1. There is nothing like the standard WM training in the literature. Following the study by Suzanne Jaeggi and co-workers (Jaeggi et al., 20080), the dual n-back procedure is sometimes applied, where participants have to detect repetitions of both acoustic and visual stimuli that appear simultaneously. This variant of n-back is quite difficult, so we decided not to use it in the fMRI settings. Had we known that Salminen et al. (2020) used dual n-back in the scanner, we would probably decide on such a solution. However, our study was planned and carried out before their publication. Dual n-back is sometimes used in the WM trainings without any brain scanning. In fMRI studies, single n-back paradigms are usually applied. Sometimes it is a spatial version of this task, like in Buschkuehl et al. (2014). The design we adopted was similar to other studies of this kind, including the studies recently published (e.g., Miró-Padilla, A., Bueichekú, E. & Ávila, C. Locating neural transfer effects of n-back training on the central executive: a longitudinal fMRI study. Sci Rep 10, 5226 (2020). https://doi.org/10.1038/s41598-020-62067-y). Moreover, we tried out this version of n-back with non-verbal stimuli in some non-imaging studies published by ourselves (e.g., Chuderski & Nęcka, 2012). 

2. The rationale for using the stop-signal task has been added.

3. The null statistics results should be added. We did not include them yet because of the deadline but this is a job that should be done in a few days.

4. The moderator variables were kept continuous during all statistical computations. We split the sample in the median point just for graphical illustration, which is clearly stated in the figures 3 and 4 captions. Maybe I don't understand this issue but surely we did not compare as small number of participants as six. The suggestion that we should examine slopes representing relationships between the covariates and brain activations as they differ in three time points is very interesting and helpful. Due to deadline we could not include such visualization into the corrected manuscript but we will surely try to do such analyzes.

Points 3-4-5-5: I have problems in getting the point. Let me underscore that there were two indices of c=accuracy in n-back task: hit rate and accurate rejection of lures. We differentiate them in the manuscript, including figure captions. If they are somehow mistaken, I would be eager to correct.

We underscored that our findings are preliminary and that there are many caveats.

Table 4 is corrected so as to include all p values, even non-significant.

◆ Apply what you read
a) List the authors of every study cited in the reply about the n-back training study, giving each as the reply names it and leaving out the years.
b) Quote the stretch of the reply about the n-back training study from "2. The rationale" through "a few days.".

[Source data]
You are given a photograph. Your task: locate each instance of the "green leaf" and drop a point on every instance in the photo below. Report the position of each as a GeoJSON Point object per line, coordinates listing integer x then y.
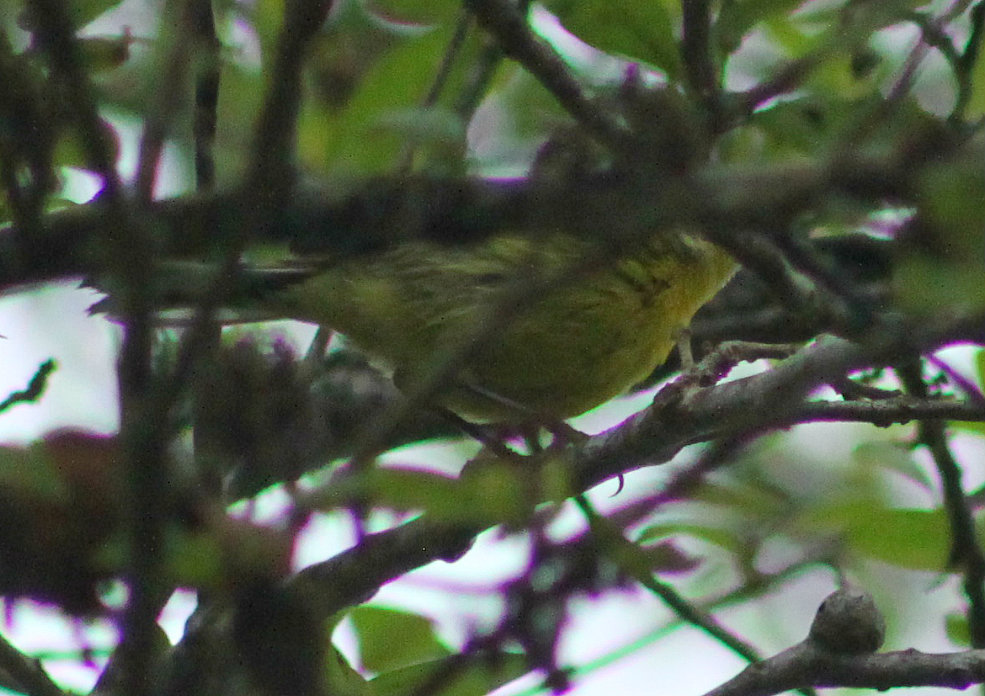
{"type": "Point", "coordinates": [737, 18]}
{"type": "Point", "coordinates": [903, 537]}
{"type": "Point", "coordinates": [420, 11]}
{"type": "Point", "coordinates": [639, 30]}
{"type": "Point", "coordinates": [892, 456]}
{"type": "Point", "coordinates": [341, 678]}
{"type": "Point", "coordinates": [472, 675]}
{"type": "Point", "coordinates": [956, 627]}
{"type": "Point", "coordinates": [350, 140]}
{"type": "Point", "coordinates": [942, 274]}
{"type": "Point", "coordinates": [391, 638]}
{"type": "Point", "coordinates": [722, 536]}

◆ Answers to the problems
a)
- Jaeggi et al. (Suzanne Jaeggi and co-workers)
- Salminen et al.
- Buschkuehl et al.
- Miró-Padilla, A., Bueichekú, E. & Ávila, C.
- Chuderski & Nęcka

b)
2. The rationale for using the stop-signal task has been added.

3. The null statistics results should be added. We did not include them yet because of the deadline but this is a job that should be done in a few days.